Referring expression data

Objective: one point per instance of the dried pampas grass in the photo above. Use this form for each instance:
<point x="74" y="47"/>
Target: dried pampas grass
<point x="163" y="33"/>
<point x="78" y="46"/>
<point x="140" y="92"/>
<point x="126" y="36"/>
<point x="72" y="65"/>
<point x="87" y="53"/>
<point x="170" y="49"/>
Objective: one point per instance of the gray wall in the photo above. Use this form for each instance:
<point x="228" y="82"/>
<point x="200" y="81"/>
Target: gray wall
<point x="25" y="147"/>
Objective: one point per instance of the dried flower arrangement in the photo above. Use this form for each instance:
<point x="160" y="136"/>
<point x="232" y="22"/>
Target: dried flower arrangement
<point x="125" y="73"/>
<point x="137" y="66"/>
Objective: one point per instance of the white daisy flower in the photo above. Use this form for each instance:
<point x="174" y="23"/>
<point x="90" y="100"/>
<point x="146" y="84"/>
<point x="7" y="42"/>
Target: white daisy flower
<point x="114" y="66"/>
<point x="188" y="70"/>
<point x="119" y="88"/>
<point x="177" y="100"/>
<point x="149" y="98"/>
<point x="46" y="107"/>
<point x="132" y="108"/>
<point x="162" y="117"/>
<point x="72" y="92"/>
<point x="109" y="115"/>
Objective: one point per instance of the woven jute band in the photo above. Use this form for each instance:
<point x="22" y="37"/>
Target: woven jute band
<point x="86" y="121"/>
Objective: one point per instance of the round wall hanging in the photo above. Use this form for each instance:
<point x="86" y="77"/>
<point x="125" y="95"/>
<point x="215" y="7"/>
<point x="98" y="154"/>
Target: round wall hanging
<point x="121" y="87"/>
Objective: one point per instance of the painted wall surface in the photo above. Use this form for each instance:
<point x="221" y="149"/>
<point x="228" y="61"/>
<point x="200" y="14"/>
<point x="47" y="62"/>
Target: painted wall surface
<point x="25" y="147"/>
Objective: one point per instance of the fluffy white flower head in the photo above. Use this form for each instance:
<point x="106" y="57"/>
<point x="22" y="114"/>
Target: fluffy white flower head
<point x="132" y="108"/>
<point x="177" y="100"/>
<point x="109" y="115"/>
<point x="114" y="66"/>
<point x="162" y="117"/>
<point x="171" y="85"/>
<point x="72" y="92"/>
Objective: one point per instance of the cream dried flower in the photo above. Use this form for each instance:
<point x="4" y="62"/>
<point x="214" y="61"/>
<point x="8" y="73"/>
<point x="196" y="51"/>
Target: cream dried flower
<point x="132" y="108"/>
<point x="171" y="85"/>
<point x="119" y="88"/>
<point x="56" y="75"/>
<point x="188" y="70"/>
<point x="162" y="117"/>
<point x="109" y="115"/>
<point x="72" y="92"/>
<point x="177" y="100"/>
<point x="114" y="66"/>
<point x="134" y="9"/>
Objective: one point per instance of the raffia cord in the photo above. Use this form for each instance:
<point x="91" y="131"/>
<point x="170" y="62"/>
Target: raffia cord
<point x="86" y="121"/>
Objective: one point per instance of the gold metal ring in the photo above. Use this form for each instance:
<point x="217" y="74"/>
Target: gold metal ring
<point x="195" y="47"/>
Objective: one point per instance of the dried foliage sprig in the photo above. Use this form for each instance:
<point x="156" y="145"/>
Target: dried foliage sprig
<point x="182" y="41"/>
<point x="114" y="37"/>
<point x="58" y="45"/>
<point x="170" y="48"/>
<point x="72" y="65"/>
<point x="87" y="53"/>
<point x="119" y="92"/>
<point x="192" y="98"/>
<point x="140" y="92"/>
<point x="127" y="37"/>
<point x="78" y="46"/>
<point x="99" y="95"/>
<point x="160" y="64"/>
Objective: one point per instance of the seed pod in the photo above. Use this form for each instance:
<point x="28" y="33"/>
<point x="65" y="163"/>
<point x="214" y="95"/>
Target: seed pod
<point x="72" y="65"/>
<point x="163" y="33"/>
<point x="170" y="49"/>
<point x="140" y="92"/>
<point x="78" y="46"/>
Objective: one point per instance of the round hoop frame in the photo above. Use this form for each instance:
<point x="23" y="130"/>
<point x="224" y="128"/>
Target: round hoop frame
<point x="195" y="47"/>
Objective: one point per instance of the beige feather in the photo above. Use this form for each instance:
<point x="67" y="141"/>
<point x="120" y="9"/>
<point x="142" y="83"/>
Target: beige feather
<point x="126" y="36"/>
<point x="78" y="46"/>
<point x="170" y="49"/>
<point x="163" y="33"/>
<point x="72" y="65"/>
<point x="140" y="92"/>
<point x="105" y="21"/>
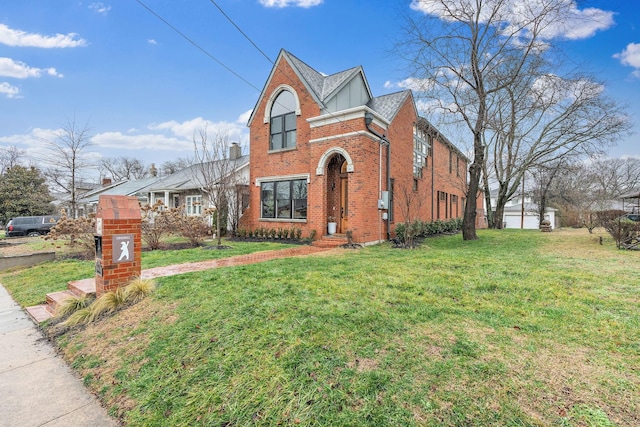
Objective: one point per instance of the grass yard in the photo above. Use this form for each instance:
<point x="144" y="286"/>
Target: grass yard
<point x="30" y="286"/>
<point x="519" y="328"/>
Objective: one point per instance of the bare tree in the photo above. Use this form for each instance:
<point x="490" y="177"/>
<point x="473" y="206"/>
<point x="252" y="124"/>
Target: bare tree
<point x="217" y="173"/>
<point x="67" y="159"/>
<point x="9" y="157"/>
<point x="546" y="120"/>
<point x="123" y="168"/>
<point x="611" y="178"/>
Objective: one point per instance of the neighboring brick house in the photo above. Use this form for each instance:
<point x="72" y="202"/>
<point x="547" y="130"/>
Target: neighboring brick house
<point x="323" y="148"/>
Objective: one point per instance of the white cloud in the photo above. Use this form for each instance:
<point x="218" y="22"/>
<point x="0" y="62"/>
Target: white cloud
<point x="20" y="70"/>
<point x="166" y="140"/>
<point x="287" y="3"/>
<point x="630" y="56"/>
<point x="569" y="22"/>
<point x="18" y="38"/>
<point x="243" y="119"/>
<point x="100" y="8"/>
<point x="8" y="90"/>
<point x="419" y="85"/>
<point x="187" y="129"/>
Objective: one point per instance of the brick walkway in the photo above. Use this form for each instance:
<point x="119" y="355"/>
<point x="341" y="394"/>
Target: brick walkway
<point x="172" y="270"/>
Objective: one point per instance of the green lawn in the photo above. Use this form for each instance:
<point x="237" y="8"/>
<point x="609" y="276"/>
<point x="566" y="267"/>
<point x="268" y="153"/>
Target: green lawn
<point x="518" y="328"/>
<point x="30" y="286"/>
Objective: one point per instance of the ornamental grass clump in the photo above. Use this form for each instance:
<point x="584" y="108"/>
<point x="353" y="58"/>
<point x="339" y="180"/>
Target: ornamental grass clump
<point x="108" y="303"/>
<point x="83" y="316"/>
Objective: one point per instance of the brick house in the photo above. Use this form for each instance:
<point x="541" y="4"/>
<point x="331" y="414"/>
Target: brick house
<point x="324" y="149"/>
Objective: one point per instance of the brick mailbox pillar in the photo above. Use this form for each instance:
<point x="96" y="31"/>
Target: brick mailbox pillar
<point x="118" y="242"/>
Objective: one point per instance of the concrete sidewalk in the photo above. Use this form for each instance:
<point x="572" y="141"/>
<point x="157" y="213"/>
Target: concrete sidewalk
<point x="37" y="388"/>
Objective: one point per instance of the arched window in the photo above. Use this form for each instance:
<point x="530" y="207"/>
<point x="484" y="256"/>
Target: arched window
<point x="283" y="122"/>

### WHAT YOU ARE ASKED TO DO
Set down exactly the lines from the one that contains "Target: brick mailbox pillar" to the final line above, both included, and nothing more.

### ANSWER TO THIS PROBLEM
Target: brick mailbox pillar
<point x="118" y="242"/>
Objective: one point per instance of the concrete sidewalk in the photo above. Use this form for each instance:
<point x="572" y="141"/>
<point x="157" y="213"/>
Target: concrete sidewalk
<point x="37" y="388"/>
Objective: one point per instance of the arched window in the photo above. Use this form for each instance:
<point x="530" y="207"/>
<point x="484" y="256"/>
Target: arched window
<point x="283" y="122"/>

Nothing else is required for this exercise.